Document excerpt:
— begin —
Get all your news in one place.
100’s of premium titles.
One app.
Start reading
Merryn Anderson

Touch rugby sisterhood wins recognition

Kōtiro Ātaahua Touch Rugby is an all-girls touch module from Years 1-8, creating a safe space for girls to play the game. Photo: supplied

A first of its kind all-girls touch rugby programme in Christchurch has won national accolades and kept hundreds of girls in the game, Merryn Anderson writes.

Liesel Van Schalkwyk knows some girls are happy playing mixed touch - the chance to run alongside brothers and schoolmates on an equal playing field.  

But she also knows for other girls, it’s not the best experience - never getting passed the ball, not feeling supported or having a sense of belonging.  

That was the motivation for Van Schalkwyk to start an all-girls touch module on Monday nights in Canterbury - the first of its kind in New Zealand. 

Now Van Schalkwyk has been recognised by Touch New Zealand as one of their ‘Home Ground Heroes’, an initiative with Bunnings to recognise those who go above and beyond for their communities.  

From the 168 nominations this year, the five chosen Home Ground Heroes all received $5000 to invest in their programmes.  

Van Schalkwyk is very humble about her involvement in Touch Canterbury, eager to highlight all the work the parents and other staff do, including World Cup-winning touch player and national age-group coach, Corey Tauwhare.  

“He’s the man with the vision and the knowledge and the influence,” she says. “He has so many people around him who are passionate about the game and he just takes us all along on the ride.”  

*Young touch star helped by Tania Dalton’s legacy
*Niall Williams waits for word on her sevens future

But it's Van Schalkwyk who got Kōtiro Ātaahua Touch Rugby off the ground. It's the first all-girls touch module in New Zealand, played on Monday evenings at Nunweek Park, with over 200 female players participating every week. Touch Black international players often come and coach the girls, too.  

A mum of three, all Van Schalkwyk’s kids played touch, and she noticed her daughter was missing out on opportunities through not having a sisterhood to play with.  

“The only option they have is mixed touch and they walk away after a few years cause it’s just not the same as netball, or hockey, where they’re in all-girls teams,” she says.  

The atmosphere at Nunweek Park on Monday evenings is supportive and fun, but girls still have the chance to learn from the best coaches. Photo: supplied

Van Schalkwyk noticed girls leaving the sport around Years 5 and 6, due to lack of enjoyment and community in teams, so she talked to Tauwhare and others about potentially running an all-girls touch tournament.  

“When I went with that idea to Touch Canterbury, they suggested ‘Well why don’t you run a module?’,” Van Schalkwyk remembers. She then got help from parents and volunteers to set up Kōtiro Ātaahua (Beautiful Girl in Māori).
— end —
Rows from a dataset
— begin —
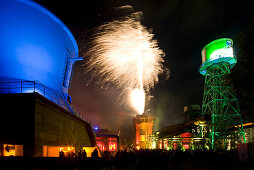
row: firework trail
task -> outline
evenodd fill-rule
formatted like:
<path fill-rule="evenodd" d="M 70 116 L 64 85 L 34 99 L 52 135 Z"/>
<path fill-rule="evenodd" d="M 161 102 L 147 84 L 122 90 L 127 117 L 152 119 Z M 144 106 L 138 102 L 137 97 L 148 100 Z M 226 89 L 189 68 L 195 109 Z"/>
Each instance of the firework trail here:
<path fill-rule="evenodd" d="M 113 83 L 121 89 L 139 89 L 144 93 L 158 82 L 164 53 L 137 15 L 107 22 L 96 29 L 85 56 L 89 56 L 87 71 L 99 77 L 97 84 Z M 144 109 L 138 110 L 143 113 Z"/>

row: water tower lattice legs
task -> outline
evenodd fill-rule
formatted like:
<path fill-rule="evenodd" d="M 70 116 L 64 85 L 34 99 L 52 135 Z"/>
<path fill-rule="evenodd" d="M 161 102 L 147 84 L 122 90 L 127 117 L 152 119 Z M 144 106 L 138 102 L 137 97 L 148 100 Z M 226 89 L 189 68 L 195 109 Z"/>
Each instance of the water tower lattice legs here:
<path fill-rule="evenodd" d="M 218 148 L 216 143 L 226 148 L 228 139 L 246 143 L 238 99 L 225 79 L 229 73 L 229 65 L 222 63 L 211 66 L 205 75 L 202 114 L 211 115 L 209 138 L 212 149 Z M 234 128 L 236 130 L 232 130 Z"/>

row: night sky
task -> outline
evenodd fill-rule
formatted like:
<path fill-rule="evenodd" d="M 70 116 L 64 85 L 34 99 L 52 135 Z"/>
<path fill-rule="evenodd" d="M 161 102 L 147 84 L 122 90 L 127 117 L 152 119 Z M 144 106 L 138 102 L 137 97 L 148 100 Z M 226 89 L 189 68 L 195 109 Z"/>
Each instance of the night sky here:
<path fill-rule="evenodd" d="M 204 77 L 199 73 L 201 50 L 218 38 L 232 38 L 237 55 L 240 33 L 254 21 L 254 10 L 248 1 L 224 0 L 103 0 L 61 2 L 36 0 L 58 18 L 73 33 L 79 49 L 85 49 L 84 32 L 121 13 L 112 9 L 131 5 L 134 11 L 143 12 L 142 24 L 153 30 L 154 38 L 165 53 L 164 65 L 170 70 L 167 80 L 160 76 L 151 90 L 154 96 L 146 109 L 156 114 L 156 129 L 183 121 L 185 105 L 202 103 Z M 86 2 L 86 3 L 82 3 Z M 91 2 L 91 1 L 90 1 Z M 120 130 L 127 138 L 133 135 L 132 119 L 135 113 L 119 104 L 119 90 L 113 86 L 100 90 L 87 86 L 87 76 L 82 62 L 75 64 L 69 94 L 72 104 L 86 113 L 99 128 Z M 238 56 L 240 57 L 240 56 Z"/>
— end —
— begin —
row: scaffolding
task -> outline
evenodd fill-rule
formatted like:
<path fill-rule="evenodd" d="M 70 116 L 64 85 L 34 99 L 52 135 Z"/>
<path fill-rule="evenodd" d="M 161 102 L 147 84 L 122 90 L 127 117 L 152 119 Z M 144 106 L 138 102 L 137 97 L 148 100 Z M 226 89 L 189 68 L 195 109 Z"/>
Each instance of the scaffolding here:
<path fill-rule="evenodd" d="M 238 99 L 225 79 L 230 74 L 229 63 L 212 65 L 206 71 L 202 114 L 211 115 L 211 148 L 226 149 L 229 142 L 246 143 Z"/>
— end —
Brief A: Transcribe the touch rugby article from "But she also" to "coach, Corey Tauwhare.".
Brief B: Name every person the touch rugby article mentions.
These rows are separate material, unrelated to the touch rugby article.

Exercise result A:
But she also knows for other girls, it’s not the best experience - never getting passed the ball, not feeling supported or having a sense of belonging.  

That was the motivation for Van Schalkwyk to start an all-girls touch module on Monday nights in Canterbury - the first of its kind in New Zealand. 

Now Van Schalkwyk has been recognised by Touch New Zealand as one of their ‘Home Ground Heroes’, an initiative with Bunnings to recognise those who go above and beyond for their communities.  

From the 168 nominations this year, the five chosen Home Ground Heroes all received $5000 to invest in their programmes.  

Van Schalkwyk is very humble about her involvement in Touch Canterbury, eager to highlight all the work the parents and other staff do, including World Cup-winning touch player and national age-group coach, Corey Tauwhare.

Exercise result B:
Merryn Anderson
Liesel Van Schalkwyk
Corey Tauwhare
Tania Dalton
Niall Williams